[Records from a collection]
□ □ □ □ □
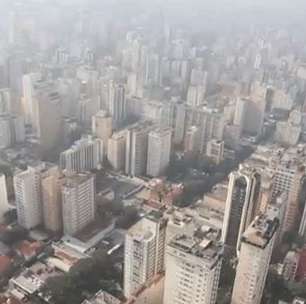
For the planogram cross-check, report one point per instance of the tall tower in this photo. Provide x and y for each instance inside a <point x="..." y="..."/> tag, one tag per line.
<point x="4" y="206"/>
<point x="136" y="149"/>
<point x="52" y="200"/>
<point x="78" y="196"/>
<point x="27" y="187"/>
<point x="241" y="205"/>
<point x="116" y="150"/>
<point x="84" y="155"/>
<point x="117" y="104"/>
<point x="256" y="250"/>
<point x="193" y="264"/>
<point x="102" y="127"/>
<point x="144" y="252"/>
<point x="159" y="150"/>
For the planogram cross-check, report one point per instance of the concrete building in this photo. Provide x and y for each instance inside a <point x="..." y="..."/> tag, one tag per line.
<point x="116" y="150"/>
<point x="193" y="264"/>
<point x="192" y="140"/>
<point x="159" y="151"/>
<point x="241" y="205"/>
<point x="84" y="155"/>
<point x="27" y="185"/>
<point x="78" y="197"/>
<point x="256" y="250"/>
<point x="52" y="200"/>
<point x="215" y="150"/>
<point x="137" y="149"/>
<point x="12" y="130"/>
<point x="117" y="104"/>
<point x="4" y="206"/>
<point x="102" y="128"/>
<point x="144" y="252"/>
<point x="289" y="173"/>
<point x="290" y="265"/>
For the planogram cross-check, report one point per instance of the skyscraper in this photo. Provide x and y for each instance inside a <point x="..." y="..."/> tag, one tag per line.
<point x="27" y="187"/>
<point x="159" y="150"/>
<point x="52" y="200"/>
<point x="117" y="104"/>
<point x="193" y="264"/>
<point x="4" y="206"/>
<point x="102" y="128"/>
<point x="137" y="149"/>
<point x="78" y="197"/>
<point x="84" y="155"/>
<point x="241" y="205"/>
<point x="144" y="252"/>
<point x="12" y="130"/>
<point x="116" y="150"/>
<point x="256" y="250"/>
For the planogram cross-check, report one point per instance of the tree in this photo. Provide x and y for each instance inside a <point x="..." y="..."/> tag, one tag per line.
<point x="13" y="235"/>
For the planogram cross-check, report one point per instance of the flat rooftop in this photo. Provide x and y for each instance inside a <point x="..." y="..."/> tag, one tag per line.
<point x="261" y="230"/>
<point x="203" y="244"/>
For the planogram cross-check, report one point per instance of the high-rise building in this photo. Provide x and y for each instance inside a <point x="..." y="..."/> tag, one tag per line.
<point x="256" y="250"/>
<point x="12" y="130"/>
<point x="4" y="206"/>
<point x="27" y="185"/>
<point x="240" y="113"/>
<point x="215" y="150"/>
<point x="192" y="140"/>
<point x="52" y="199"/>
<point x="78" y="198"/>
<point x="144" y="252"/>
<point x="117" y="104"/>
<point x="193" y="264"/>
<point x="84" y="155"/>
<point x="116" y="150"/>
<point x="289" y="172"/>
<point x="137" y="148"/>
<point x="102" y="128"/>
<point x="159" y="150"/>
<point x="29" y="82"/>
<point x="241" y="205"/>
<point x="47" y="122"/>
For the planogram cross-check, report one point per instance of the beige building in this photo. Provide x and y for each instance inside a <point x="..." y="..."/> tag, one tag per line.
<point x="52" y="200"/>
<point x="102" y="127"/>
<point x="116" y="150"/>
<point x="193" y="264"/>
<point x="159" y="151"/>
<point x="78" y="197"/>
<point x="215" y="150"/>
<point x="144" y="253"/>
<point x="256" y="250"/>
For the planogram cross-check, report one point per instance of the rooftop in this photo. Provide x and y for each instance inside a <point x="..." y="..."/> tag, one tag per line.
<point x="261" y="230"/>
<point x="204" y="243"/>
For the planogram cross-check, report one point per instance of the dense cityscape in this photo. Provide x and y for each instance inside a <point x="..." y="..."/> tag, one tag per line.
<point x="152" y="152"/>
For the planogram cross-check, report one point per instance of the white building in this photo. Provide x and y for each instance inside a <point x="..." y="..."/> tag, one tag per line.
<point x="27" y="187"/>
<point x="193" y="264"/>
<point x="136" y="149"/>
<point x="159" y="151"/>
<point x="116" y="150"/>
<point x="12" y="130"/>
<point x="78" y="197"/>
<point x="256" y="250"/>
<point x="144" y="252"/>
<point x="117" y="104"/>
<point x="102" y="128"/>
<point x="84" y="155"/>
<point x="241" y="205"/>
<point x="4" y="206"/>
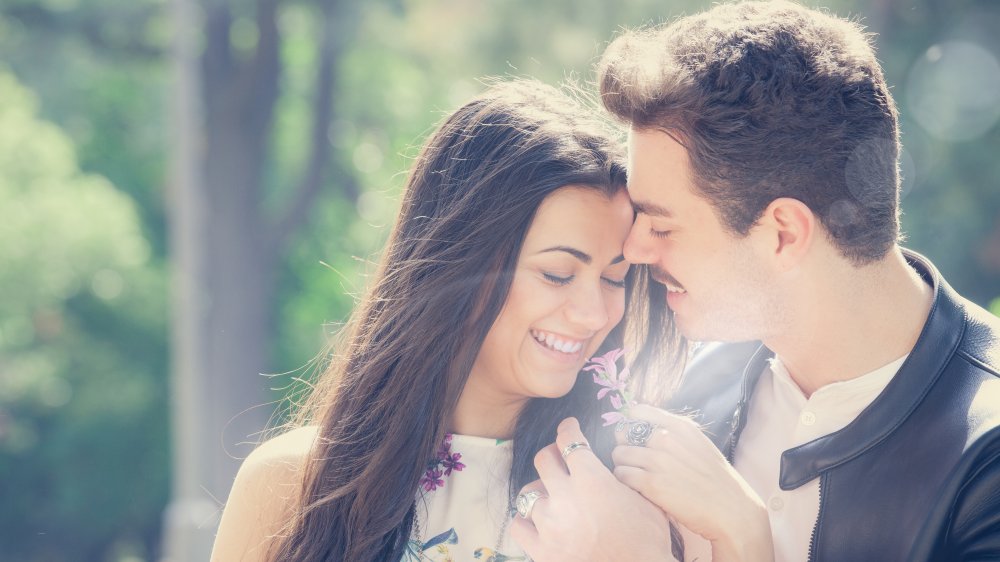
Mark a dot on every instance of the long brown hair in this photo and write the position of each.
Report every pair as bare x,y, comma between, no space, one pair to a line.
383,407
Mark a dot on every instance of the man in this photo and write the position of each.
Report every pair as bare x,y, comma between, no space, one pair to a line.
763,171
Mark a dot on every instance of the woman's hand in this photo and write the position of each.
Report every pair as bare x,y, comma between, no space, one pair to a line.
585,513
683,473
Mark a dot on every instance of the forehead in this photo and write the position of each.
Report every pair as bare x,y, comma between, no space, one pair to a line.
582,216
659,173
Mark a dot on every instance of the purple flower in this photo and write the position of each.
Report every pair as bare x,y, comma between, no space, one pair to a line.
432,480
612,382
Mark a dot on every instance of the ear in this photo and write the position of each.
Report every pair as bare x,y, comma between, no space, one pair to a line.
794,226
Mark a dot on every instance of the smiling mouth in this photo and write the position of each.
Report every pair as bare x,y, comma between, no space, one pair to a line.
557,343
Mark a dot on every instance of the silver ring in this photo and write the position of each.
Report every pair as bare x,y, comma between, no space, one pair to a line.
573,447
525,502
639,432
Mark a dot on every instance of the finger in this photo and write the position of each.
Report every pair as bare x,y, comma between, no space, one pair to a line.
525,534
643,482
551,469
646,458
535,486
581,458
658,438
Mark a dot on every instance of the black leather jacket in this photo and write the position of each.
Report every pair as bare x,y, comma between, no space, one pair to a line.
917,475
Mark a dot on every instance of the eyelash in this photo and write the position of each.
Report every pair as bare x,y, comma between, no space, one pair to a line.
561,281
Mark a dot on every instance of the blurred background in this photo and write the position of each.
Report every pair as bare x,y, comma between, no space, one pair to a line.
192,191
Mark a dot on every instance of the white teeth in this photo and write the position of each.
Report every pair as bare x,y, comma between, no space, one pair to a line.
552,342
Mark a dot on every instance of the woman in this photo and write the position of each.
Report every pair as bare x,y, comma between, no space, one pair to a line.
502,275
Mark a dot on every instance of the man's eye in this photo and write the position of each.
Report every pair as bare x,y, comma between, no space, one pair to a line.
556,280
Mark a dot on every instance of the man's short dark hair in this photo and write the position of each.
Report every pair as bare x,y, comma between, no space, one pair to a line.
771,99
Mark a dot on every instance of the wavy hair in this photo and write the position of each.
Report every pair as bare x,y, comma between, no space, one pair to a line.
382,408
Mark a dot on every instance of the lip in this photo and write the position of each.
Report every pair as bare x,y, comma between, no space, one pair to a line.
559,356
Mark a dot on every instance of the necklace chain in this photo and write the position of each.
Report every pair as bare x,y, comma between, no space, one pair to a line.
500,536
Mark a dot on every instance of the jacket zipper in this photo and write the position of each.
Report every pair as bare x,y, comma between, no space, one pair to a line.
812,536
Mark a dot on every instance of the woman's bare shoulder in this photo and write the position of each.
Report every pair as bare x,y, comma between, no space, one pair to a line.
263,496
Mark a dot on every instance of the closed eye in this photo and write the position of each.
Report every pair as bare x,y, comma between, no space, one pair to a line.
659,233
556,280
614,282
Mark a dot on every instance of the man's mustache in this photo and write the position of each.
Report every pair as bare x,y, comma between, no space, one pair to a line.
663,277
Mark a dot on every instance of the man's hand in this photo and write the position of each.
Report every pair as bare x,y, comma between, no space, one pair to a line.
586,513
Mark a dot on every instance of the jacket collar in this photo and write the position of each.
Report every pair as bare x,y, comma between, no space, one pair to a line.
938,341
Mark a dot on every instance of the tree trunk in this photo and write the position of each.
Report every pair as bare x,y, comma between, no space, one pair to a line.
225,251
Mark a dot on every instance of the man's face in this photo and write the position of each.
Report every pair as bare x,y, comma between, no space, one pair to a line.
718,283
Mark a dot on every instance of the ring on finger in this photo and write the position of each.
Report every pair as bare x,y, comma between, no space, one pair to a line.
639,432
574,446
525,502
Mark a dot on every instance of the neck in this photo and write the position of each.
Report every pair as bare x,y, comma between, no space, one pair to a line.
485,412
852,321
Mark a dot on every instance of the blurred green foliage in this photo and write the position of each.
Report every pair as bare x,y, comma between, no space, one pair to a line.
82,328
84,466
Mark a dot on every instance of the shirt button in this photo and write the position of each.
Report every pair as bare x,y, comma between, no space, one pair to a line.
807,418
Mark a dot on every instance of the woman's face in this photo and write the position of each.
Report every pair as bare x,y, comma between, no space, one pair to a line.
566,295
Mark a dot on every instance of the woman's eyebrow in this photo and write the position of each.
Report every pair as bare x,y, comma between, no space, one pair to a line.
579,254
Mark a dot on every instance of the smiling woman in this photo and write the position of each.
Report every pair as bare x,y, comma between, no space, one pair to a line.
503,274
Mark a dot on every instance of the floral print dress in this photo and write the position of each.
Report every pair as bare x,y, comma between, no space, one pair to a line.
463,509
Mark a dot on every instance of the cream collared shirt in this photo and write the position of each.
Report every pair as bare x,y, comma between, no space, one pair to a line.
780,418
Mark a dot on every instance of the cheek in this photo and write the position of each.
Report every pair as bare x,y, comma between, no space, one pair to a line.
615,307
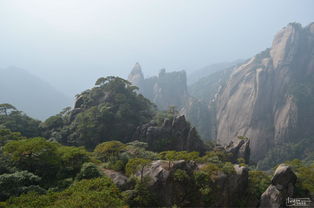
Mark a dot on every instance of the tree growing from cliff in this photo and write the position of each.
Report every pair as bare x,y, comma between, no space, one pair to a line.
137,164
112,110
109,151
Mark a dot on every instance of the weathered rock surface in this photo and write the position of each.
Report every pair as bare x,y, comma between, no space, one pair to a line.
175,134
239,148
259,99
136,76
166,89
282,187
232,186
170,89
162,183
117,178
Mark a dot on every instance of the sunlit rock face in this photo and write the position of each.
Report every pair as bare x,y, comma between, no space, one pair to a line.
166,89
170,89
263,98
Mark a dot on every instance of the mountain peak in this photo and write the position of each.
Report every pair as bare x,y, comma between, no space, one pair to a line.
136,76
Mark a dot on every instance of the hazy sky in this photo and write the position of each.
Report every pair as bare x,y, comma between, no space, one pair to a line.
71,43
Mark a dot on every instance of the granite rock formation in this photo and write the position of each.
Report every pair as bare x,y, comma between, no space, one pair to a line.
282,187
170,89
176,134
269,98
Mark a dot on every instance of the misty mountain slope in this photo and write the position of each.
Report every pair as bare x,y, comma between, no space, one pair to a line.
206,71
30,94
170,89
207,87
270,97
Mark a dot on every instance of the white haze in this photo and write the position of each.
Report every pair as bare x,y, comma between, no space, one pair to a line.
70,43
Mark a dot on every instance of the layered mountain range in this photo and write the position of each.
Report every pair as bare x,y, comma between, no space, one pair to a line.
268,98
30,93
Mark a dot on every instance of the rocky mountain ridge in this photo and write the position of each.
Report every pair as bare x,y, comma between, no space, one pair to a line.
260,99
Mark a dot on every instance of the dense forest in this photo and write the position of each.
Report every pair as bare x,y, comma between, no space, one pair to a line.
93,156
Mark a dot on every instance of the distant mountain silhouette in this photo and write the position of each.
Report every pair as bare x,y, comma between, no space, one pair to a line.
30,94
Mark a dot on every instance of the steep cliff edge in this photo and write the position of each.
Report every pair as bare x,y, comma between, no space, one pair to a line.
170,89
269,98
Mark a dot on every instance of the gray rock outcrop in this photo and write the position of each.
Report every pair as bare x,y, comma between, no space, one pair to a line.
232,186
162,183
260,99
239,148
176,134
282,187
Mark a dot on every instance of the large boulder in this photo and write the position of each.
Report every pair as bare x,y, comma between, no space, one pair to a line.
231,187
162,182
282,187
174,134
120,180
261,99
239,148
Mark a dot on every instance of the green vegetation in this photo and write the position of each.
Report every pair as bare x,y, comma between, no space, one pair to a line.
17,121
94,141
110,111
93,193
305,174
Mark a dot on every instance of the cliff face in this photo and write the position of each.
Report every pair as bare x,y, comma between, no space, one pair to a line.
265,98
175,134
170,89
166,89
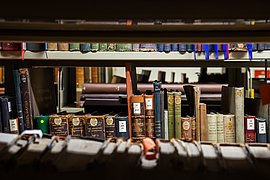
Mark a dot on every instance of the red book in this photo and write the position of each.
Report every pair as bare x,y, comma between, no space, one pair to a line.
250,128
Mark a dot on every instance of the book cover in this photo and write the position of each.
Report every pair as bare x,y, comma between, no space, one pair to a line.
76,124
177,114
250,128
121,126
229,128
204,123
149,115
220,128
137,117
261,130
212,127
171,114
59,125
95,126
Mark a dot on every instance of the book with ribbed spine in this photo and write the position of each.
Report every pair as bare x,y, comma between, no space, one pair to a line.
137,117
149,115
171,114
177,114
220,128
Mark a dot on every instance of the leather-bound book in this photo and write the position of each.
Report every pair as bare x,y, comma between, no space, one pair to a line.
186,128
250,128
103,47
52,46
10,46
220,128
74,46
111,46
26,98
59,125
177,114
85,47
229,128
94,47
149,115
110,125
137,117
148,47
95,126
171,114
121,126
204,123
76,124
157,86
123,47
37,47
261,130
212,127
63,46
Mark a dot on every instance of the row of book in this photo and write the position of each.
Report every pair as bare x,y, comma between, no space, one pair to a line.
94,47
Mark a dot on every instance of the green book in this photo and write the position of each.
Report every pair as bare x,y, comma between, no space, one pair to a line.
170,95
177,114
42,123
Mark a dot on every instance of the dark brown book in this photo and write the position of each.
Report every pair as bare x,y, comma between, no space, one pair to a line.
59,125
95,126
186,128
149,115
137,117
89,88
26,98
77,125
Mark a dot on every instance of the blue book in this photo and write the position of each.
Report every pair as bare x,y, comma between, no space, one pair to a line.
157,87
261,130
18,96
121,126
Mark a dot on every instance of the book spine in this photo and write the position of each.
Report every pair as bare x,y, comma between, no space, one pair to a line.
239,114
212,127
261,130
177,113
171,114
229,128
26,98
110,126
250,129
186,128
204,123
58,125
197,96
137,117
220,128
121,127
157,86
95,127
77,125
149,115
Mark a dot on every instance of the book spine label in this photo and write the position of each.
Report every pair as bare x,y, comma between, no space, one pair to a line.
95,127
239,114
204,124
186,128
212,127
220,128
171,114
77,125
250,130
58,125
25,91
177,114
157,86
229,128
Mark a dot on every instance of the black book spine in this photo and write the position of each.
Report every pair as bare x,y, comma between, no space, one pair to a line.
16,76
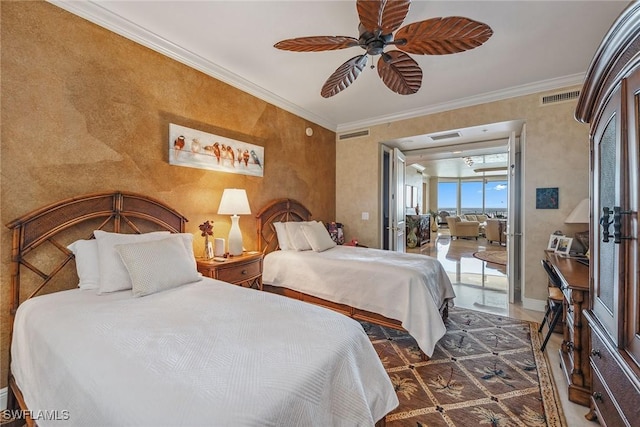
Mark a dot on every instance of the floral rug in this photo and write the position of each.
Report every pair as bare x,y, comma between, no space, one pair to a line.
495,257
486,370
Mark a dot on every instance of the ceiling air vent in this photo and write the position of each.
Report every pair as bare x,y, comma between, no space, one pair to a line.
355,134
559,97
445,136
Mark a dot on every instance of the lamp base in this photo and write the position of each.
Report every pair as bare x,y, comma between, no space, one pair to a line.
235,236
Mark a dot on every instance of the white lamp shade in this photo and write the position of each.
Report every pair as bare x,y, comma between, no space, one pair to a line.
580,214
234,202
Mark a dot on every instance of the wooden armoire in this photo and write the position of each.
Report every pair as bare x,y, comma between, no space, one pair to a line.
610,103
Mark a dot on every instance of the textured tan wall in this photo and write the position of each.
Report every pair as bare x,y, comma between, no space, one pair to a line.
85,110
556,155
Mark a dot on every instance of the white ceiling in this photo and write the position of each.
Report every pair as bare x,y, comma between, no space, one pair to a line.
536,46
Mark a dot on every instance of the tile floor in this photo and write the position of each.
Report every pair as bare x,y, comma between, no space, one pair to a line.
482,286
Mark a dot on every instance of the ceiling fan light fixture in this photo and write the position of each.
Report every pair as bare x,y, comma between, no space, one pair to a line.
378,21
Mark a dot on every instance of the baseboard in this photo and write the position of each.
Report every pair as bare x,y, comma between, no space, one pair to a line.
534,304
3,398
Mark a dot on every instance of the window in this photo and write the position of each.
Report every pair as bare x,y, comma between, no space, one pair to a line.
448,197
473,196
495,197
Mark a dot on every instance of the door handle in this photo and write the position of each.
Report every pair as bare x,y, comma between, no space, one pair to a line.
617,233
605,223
□ □ □ □ □
TASK TO CARRY OUT: On how many lines of the records above does the word "finger" appear? Answer with only that number.

RESULT OF THIS EXERCISE: 2